## AIM OF THE TASK
Reproduce word for word every line of the records below, from the line containing "Highlight shrub." down to and including the line containing "left=24, top=26, right=53, bottom=60".
───── DATASET RECORDS ─────
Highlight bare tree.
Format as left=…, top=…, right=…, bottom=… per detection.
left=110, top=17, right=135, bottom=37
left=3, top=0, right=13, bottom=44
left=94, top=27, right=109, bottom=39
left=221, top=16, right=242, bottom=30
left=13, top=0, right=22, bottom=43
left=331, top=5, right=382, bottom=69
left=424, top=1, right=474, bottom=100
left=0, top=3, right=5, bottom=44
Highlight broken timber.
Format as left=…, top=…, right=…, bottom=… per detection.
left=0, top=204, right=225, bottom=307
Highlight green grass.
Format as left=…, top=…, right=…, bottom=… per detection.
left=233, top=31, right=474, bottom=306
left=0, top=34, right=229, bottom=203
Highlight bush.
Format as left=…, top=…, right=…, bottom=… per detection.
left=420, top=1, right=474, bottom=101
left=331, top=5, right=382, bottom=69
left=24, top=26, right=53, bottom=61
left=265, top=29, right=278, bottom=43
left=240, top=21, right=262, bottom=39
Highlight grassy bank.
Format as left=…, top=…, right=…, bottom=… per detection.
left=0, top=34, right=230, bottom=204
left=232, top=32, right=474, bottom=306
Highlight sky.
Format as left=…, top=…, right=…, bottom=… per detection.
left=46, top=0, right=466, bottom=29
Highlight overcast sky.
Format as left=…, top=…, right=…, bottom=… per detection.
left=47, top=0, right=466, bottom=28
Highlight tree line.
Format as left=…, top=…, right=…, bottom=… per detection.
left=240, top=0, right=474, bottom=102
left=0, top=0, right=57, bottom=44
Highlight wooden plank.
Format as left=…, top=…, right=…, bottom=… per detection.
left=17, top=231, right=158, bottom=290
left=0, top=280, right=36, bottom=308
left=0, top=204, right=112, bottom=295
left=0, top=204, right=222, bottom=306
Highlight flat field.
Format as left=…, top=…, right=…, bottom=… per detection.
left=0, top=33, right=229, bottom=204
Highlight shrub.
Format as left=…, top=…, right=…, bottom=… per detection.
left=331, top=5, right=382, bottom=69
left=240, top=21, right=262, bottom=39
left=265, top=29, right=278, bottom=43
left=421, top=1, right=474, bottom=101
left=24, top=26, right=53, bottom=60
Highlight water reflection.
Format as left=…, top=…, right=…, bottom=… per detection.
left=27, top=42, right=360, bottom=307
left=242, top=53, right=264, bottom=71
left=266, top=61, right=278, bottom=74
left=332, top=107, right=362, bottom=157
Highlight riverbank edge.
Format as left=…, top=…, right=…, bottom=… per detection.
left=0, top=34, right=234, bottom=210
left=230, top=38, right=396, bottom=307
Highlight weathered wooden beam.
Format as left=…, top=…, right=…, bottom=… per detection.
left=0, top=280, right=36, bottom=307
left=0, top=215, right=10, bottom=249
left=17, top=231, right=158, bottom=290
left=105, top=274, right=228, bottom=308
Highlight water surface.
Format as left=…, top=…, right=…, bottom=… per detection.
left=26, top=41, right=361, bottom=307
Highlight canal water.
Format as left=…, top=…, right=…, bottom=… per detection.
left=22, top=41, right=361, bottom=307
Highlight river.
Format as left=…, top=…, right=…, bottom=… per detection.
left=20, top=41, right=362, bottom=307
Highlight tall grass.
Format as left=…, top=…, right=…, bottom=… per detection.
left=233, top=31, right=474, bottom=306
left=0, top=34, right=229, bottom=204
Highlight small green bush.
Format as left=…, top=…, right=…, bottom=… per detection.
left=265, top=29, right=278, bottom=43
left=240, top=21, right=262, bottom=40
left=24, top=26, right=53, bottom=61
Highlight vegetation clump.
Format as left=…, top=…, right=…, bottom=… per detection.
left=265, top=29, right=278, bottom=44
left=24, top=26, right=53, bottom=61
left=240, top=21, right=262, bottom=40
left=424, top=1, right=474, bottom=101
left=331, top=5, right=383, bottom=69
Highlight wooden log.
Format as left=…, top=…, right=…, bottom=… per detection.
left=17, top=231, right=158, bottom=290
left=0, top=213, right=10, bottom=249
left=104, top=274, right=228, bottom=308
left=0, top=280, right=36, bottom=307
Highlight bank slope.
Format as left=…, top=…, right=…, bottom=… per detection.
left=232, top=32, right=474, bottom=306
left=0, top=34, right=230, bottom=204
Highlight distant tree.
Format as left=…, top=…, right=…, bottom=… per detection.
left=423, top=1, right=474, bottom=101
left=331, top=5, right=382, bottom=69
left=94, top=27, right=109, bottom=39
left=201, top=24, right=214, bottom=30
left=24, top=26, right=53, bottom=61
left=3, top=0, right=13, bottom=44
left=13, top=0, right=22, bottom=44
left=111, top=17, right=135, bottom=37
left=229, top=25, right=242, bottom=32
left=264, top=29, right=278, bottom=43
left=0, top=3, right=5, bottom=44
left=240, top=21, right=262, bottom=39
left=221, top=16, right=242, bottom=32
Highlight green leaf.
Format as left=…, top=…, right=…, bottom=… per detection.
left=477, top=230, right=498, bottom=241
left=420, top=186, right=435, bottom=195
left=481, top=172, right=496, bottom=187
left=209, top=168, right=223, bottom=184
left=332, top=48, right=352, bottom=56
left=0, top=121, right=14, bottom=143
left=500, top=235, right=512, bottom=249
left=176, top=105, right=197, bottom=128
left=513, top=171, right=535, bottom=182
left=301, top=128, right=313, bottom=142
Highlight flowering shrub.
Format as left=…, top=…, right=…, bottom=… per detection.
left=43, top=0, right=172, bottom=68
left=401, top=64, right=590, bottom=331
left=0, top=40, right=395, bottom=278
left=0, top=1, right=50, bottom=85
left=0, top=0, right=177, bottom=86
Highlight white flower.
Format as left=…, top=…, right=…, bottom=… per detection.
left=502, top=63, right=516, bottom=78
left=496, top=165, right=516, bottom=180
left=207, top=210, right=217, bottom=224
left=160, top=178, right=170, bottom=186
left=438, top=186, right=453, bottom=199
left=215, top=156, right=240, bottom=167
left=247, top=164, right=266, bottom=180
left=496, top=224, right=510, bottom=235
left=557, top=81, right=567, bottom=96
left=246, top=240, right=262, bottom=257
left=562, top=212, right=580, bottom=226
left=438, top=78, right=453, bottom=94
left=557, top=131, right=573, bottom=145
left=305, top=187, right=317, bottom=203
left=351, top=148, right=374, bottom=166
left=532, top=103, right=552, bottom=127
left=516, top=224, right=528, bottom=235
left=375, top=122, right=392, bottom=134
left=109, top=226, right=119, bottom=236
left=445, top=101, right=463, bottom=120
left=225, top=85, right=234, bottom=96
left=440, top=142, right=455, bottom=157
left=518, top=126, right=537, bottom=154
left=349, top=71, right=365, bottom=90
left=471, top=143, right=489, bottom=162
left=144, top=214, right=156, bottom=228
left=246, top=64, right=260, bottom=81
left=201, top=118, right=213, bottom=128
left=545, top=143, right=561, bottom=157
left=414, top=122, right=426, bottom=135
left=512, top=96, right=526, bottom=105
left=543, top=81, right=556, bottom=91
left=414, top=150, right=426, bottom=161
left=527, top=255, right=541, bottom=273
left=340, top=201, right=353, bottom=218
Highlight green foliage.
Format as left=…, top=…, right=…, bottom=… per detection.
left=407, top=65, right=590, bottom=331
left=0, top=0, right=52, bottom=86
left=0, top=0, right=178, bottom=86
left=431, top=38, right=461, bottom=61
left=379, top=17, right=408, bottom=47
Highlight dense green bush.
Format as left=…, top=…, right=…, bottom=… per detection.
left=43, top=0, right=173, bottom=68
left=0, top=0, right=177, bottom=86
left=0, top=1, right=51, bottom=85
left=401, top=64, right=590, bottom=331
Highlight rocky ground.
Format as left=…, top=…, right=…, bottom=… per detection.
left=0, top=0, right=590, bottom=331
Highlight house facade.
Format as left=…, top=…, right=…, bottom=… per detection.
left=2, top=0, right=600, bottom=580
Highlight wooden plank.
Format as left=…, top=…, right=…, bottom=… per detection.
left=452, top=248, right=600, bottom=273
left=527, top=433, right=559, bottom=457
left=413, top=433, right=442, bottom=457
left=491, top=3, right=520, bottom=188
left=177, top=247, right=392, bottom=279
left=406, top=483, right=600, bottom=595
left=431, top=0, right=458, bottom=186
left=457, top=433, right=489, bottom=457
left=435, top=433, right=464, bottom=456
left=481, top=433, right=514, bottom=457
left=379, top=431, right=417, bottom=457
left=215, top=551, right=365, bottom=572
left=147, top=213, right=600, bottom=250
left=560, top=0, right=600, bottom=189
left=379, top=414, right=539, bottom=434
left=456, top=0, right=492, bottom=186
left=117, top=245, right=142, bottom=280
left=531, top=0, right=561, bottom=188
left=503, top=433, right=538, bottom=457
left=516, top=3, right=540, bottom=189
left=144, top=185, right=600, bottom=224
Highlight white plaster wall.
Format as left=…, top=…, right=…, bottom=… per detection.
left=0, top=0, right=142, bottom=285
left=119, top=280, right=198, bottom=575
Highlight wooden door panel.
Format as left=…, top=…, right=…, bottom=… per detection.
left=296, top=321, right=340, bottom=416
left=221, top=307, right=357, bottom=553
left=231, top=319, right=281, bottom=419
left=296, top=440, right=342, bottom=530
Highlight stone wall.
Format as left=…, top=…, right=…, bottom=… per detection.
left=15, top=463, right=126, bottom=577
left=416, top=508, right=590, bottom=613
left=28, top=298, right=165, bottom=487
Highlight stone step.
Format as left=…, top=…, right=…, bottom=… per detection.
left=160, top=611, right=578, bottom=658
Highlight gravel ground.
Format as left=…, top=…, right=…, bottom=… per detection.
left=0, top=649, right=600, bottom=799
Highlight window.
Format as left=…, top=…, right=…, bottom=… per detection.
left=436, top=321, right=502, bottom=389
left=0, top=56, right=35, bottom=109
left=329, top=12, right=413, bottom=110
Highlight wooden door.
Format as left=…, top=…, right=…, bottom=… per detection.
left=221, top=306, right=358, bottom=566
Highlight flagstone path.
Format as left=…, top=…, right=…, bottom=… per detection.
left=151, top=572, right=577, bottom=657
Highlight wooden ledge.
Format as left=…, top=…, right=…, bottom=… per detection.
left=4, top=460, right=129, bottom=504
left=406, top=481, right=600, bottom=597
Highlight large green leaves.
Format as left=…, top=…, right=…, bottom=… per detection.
─────
## SOLUTION BELOW
Highlight shrub.
Format as left=…, top=…, right=…, bottom=… per detection.
left=331, top=5, right=382, bottom=69
left=240, top=21, right=262, bottom=39
left=265, top=29, right=278, bottom=43
left=421, top=1, right=474, bottom=101
left=24, top=26, right=53, bottom=60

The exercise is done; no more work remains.